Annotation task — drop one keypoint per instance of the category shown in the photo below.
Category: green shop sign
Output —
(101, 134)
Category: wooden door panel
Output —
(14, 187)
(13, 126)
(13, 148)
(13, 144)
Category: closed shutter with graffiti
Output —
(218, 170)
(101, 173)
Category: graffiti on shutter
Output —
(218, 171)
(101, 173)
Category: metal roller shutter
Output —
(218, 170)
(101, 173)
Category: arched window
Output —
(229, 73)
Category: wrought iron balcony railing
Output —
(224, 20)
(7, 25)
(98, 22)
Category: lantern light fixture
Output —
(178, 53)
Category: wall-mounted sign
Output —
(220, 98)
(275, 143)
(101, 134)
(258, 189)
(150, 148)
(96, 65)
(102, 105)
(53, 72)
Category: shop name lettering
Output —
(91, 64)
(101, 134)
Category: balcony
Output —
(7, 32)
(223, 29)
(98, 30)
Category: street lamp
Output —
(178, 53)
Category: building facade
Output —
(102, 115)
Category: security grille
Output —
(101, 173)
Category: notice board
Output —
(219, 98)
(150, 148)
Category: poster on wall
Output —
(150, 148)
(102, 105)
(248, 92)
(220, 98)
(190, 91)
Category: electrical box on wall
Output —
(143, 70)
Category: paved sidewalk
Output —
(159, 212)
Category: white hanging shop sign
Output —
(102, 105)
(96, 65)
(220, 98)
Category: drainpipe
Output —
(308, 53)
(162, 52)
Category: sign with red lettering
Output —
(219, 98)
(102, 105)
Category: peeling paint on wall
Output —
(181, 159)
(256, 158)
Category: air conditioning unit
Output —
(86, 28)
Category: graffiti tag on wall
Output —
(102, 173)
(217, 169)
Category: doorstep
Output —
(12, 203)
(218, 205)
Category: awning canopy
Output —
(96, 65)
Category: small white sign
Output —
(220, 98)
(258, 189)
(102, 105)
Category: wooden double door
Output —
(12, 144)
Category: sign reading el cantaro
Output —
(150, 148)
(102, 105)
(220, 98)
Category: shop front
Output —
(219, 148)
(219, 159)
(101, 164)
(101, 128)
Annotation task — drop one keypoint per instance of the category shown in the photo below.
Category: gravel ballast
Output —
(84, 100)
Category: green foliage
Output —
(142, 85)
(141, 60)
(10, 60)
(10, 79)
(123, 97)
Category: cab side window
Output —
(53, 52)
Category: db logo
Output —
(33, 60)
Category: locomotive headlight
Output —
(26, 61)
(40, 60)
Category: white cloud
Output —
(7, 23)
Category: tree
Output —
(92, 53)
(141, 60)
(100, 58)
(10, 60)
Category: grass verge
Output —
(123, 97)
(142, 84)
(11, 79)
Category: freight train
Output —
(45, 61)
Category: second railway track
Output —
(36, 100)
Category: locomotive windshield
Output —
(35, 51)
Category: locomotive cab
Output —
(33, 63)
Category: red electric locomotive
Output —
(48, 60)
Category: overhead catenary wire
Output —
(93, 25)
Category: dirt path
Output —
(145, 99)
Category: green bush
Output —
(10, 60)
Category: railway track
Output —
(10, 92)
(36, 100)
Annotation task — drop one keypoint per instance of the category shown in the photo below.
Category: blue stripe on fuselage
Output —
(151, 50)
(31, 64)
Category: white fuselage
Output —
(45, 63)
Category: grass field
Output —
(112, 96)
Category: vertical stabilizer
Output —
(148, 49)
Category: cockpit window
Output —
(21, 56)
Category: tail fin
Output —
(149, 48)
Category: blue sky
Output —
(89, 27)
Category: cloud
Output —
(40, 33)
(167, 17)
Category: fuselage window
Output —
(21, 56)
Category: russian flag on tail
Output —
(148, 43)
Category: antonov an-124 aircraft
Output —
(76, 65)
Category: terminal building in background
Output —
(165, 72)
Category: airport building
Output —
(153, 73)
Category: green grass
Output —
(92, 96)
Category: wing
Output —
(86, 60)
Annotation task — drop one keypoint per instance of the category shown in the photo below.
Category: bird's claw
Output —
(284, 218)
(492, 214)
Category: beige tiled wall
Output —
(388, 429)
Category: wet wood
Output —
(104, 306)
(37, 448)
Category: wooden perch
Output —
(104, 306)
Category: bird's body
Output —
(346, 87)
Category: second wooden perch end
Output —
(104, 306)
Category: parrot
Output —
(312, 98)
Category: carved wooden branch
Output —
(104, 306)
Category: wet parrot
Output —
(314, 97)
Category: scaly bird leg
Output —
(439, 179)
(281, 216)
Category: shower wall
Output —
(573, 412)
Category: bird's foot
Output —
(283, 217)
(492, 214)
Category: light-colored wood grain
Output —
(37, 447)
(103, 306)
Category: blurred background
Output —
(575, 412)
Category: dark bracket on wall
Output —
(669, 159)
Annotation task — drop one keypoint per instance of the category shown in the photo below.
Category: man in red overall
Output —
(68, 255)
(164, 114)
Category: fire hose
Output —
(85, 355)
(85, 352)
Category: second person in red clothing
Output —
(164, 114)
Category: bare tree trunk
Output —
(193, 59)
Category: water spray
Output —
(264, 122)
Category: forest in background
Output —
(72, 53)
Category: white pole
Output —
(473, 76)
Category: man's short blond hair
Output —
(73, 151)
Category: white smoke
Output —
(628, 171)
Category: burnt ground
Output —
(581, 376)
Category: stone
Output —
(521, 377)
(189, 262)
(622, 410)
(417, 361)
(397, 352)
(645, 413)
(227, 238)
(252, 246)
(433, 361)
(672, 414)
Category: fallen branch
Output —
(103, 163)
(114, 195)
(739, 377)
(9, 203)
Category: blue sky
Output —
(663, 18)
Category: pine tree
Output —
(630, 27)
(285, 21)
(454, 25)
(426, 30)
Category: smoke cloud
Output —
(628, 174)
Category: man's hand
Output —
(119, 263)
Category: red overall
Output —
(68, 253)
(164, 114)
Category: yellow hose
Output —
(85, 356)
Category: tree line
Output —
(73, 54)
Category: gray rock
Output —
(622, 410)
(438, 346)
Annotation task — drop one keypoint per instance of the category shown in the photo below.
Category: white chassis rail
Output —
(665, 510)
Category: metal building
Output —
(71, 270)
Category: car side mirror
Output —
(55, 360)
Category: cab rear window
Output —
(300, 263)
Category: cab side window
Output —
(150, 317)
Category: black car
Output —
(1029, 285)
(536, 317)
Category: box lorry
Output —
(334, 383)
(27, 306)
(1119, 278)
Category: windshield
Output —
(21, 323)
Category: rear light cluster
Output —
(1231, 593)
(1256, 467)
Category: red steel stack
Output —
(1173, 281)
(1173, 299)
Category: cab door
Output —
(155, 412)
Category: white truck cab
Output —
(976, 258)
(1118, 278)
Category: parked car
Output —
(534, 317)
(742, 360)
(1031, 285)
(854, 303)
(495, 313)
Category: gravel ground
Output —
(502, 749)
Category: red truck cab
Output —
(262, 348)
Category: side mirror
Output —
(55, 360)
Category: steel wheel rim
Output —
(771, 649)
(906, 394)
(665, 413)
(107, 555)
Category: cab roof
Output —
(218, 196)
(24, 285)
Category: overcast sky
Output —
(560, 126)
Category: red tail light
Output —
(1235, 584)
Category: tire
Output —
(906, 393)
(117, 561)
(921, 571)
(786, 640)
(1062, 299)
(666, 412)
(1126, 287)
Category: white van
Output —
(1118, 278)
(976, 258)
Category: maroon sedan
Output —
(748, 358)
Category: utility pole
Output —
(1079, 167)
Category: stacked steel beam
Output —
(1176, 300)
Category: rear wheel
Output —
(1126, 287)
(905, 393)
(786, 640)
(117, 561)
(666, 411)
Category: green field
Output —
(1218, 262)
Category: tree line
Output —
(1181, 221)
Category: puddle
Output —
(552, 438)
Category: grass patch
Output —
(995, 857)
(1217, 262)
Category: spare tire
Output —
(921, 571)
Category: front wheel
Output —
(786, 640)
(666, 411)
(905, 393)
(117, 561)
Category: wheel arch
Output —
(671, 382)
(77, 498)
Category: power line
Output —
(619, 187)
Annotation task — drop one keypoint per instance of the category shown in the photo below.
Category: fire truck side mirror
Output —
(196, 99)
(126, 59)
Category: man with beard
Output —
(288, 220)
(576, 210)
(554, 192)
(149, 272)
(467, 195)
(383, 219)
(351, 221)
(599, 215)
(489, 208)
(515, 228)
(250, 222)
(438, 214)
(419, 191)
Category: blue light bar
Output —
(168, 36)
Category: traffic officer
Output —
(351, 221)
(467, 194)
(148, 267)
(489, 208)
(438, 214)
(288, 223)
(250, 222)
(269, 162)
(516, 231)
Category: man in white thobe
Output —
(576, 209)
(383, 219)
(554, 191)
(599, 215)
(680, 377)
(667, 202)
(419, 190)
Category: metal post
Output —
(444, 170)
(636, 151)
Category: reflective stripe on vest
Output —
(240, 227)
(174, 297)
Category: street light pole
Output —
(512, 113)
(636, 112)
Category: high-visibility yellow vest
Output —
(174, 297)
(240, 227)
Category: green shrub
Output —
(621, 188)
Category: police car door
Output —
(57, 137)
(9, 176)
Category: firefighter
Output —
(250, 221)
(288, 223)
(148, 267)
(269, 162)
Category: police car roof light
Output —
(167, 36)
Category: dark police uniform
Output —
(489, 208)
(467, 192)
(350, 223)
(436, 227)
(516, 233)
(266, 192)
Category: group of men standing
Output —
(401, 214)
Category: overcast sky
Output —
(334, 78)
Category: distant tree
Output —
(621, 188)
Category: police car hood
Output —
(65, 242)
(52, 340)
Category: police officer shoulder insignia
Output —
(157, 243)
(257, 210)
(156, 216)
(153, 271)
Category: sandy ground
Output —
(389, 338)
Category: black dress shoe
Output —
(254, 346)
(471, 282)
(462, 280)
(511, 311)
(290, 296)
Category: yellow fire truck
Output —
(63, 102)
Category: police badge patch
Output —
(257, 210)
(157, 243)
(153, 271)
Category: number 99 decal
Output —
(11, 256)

----

#### TASK BRIEF:
Output the line containing "Category: black dress shoe" and all lines after it to the end of the records, exactly as given.

#### SOLUTION TO THE EXERCISE:
Category: black dress shoe
Output —
(254, 346)
(471, 282)
(462, 280)
(511, 311)
(290, 296)
Category: yellow fire truck
Output —
(63, 102)
Category: police badge patch
Output —
(257, 210)
(157, 243)
(153, 271)
Category: number 99 decal
Output —
(11, 256)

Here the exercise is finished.